**REQUEST:** Quote every line below exactly as it reads.

**LISTED RECORDS:**
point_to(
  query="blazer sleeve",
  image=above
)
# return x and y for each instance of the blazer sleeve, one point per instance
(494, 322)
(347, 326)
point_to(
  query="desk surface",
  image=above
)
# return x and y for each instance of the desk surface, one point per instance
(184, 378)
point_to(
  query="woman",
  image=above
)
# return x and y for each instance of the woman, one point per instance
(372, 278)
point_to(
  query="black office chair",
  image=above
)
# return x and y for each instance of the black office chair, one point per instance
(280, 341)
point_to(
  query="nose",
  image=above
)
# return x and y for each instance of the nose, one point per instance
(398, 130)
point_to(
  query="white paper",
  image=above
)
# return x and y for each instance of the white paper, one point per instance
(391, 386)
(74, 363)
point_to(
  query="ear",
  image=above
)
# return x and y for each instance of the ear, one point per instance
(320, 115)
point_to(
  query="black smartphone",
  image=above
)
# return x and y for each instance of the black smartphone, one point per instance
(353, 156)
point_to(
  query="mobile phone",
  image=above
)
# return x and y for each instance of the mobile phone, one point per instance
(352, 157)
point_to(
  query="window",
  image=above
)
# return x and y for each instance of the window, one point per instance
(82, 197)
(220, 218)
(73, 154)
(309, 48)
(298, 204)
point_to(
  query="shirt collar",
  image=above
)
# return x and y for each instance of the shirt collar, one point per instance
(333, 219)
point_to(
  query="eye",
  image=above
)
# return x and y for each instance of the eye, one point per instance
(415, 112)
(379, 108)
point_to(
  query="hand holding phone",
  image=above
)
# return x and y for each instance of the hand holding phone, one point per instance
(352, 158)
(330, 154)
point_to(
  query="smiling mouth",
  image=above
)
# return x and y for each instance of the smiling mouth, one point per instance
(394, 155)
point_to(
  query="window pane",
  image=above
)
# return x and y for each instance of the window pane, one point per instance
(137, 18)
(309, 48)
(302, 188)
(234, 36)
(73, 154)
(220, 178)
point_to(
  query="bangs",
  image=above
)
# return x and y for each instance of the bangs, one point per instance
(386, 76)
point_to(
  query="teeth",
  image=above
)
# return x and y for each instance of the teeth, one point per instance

**TASK SOLUTION:**
point_to(
  query="blazer sleeve",
  image=above
)
# return x and y for each instance of the blazer sleeve, one point per instance
(494, 322)
(347, 326)
point_to(
  query="desk surface",
  image=above
)
# return x and y for each instance of the desk surface, one point per instance
(184, 378)
point_to(
  query="woman",
  image=above
)
# return x and y for each instance of the woman, one point per instance
(372, 278)
point_to(
  query="black office chair",
  image=above
)
# return x and y for each instance of the black office chair, one point per instance
(280, 341)
point_to(
  query="nose",
  image=above
)
# return x and y for each instance of the nose, one point per instance
(398, 130)
point_to(
  query="white paper",
  image=above
)
# return x and y for each instance of the white paper, one point per instance
(391, 386)
(74, 363)
point_to(
  query="ear",
  image=above
)
# return x and y for each instance of the ear, one point per instance
(320, 115)
point_to(
  query="black smartphone",
  image=above
)
# return x and y for each instance of the black smartphone, one point per instance
(353, 156)
point_to(
  query="mobile phone",
  image=above
)
# return x and y for each instance of the mobile phone, one point per instance
(352, 157)
point_to(
  query="window",
  image=above
)
# return x and y for each instance of the window, one point per instance
(82, 197)
(220, 218)
(73, 154)
(309, 48)
(298, 204)
point_to(
  query="shirt collar",
  image=above
)
# return x and y for each instance of the shirt collar, one point per instance
(333, 219)
point_to(
  query="eye",
  image=above
)
# return x and y for each instance of the eye, one point per instance
(415, 112)
(379, 108)
point_to(
  query="hand holding phone",
  image=above
)
# return x and y for each instance of the hand holding phone, one point per instance
(352, 158)
(330, 154)
point_to(
  query="smiling mouth",
  image=above
)
# return x and y for each instance of the smiling mouth, one point per instance
(394, 155)
point_to(
  query="window pane",
  image=above
)
# return x and y for each instance of the window pane, one point per instance
(137, 18)
(309, 48)
(302, 188)
(234, 36)
(73, 154)
(220, 178)
point_to(
  query="bangs",
  image=above
)
# return x and y for each instance of the bangs, one point per instance
(386, 76)
point_to(
  query="teeth",
  image=above
)
# return x and y for each instance of the teeth, one point per instance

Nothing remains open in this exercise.